Passage to read —
Sunday, April 12, 2015

When It Ends, He Catches Her, by Eugie Foster

When It Ends, He Catches Her is from that category of stories I have a hard time reviewing - the real short ones.  You can't say much about them without giving away the plot.  The rules are all different, and I don't read a lot of short fiction.  Still, for its type this one was pretty good.  We are in post-apocalyptic times, and all theaters are closed (interestingly reminiscent of the closing of theaters in Shakespeare's time).  A dancer dances in a dilapidated theater, alone.  But then her partner, whom she misses so much, appears and they remember old times...3 stars from me, worth 10 minutes.

The Breath of War, by Aliette de Bodard

The Breath of War is the first of the Nebula short story nominees I'm reading this year.  And it's a pretty good start to the year's crop.

Our protagonist, Rechan, is pregnant and near term.  On this planet, Voc, humans need the help of a Stoneman to quicken their children.  The Stonemen (not necessarily men) are the creation of the women who wish to have children--at puberty they make one out of a special stone and give it their breath.  From that point on the Stoneman accompanies the woman as a companion and is available to quicken her children.

But Rechan is in a peculiar situation.  Her Stoneman is not with her.  But she has decided to get pregnant anyway, and must now go track down the Stoneman she created under mysterious circumstances.

This is my favorite story of de Bodard's so far--very coherent narrative, with interesting characters.  Her strength has always been bringing a unique combination of cultural backgrounds to her storytelling, but in this case it's a good plot also.  It ties in well with some of her other work that envisions interstellar ships as living beings.  A good read - 3 stars.

Rows from a point labeling set —
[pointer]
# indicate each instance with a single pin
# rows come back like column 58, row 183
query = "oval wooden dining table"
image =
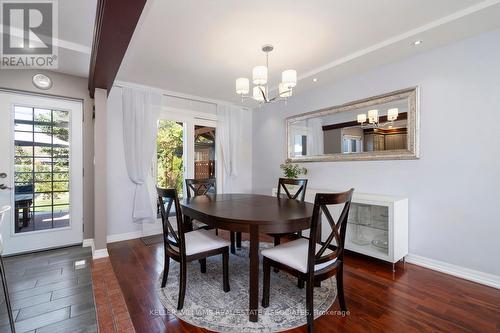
column 253, row 214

Complete the following —
a) According to the story reviews, what planet is The Breath of War set on?
b) Print the story reviews from "When It Ends, He Catches Her is" to "worth 10 minutes.".

Solutions to the tasks —
a) Voc

b)
When It Ends, He Catches Her is from that category of stories I have a hard time reviewing - the real short ones.  You can't say much about them without giving away the plot.  The rules are all different, and I don't read a lot of short fiction.  Still, for its type this one was pretty good.  We are in post-apocalyptic times, and all theaters are closed (interestingly reminiscent of the closing of theaters in Shakespeare's time).  A dancer dances in a dilapidated theater, alone.  But then her partner, whom she misses so much, appears and they remember old times...3 stars from me, worth 10 minutes.